* _DOCUMENT EXTRACT_
One September morning, two stops into local farmers' markets, the coolers were overflowing with crisp apples, buttermilk biscuits and farm-fresh carrots when inspiration hit. As a farmer wrapped up organic sausage rounds in Tatamagouche, I remembered the free U-Barbecue on the patio of Jost Vineyards, 10 minutes away on the Malagash Peninsula.

A free barbecue to use? On a licensed patio? By a vineyard?

I don't know why my husband doubted me. Yes, yes, and yes.

We followed the arrows on a series of large wine barrels leading the way along a country road that meandered past ocean to vineyard, into a little slice of Nova Scotia wine country, and a chance to peek into an industry starting to gain international recognition for its products.


The place was bustling. People wandered the vineyard on a guided tour. Others ambled along the lanes on the property. Cars pulled in from New Jersey and Halifax, while maybe a dozen folk browsed the walls of wine and crafts inside the large on-site retail store.

As we unloaded picnic coolers, the kids ran for the swings and slide, then headed for a stroll into the vineyard. My husband fired up the barbie, and I wandered into the store, emerging with a bottle of house red and local Fox Hill cheese to bring to the lunch in the fresh fall air.

"There's a lot of interest in wine culture in general… and what better place to learn than in your own backyard?" says sommelier Sean Buckland of Valley Wine Tours, a company that pairs guided Nova Scotia winery tours with an epicurean adventure, when we later talk.

"Right now is a really exciting time in the Nova Scotia wine industry."

Nova Scotia is considered an up-and-coming wine destination for good reason. "You don't have to go to California. The wines are excellent wines," says Buckland. "They have come a long way, are very distinct and we are really starting to turn a lot of heads for the crisp, refreshing styles, like L'Acadie Blanc, and our ice wines, as well as our sparkling wines. The region is beginning to become known, which has helped the industry explode."
Across the province, from Malagash to Bear River, visitors can taste, tour, and meet and talk with winemakers. Most of Nova Scotia's wineries are family-run businesses, where the owners are living their craft. "The people in the industry are in it for the love of wine. They are very passionate," says Buckland.


The industry also tends to encompass local food, and the natural relationship between the two.

Christine White, communications and events manager with The Winery Association of Nova Scotia, says one of the big things the province has going for it is how well the food and wine pair together. "It comes from the same land and the tastes complement each other. We really are the complete package."

* _WRITTEN PROBLEM A_
Summarize the Nova Scotia wine passage in three sentences.
* _WRITTEN PROBLEM B_
Reproduce the Nova Scotia wine passage from "One September morning, two" down to "yes, and yes.", putting "scones" in place of "biscuits".
Rely on the Nova Scotia wine passage alone.

* _DATASET CONTENT_
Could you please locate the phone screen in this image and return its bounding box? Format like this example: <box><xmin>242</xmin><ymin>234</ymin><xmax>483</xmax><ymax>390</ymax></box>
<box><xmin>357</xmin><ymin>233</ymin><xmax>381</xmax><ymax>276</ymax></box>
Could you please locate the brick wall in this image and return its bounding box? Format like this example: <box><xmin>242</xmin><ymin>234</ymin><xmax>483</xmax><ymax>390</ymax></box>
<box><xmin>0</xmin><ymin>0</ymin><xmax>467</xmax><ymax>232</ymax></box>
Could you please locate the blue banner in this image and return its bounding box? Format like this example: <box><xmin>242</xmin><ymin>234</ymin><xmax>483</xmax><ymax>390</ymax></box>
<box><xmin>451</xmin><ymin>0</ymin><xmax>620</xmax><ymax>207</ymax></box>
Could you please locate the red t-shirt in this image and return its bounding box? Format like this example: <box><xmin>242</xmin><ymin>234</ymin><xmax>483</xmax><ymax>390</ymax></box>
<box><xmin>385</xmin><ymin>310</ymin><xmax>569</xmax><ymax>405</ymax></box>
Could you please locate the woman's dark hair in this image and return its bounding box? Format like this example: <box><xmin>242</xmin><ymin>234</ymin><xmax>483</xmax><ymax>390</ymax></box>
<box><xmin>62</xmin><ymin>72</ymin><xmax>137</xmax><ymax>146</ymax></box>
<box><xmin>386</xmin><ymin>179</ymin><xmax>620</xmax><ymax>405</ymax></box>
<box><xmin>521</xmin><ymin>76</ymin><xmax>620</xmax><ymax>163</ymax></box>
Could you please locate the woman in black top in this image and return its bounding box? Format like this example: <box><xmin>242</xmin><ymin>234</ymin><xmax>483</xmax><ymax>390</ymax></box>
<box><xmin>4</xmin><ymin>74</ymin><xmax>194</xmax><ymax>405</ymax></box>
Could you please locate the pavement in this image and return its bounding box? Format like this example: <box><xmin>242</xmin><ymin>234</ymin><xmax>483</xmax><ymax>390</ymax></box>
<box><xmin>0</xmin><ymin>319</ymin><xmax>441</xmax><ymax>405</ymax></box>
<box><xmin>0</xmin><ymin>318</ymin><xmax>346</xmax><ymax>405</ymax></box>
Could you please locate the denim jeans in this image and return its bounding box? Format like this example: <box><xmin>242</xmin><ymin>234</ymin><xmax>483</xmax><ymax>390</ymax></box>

* _TASK RESULT A_
On a September trip to farmers' markets, the writer remembered the free U-Barbecue on the patio of Jost Vineyards and found the vineyard bustling with visitors. Sommelier Sean Buckland calls it an exciting time for the Nova Scotia wine industry, which is gaining notice for crisp styles like L'Acadie Blanc, ice wines and sparkling wines, mostly from family-run wineries. Christine White of The Winery Association of Nova Scotia says a big strength of the province is how well its food and wine pair, since both come from the same land.

* _TASK RESULT B_
One September morning, two stops into local farmers' markets, the coolers were overflowing with crisp apples, buttermilk scones and farm-fresh carrots when inspiration hit. As a farmer wrapped up organic sausage rounds in Tatamagouche, I remembered the free U-Barbecue on the patio of Jost Vineyards, 10 minutes away on the Malagash Peninsula.

A free barbecue to use? On a licensed patio? By a vineyard?

I don't know why my husband doubted me. Yes, yes, and yes.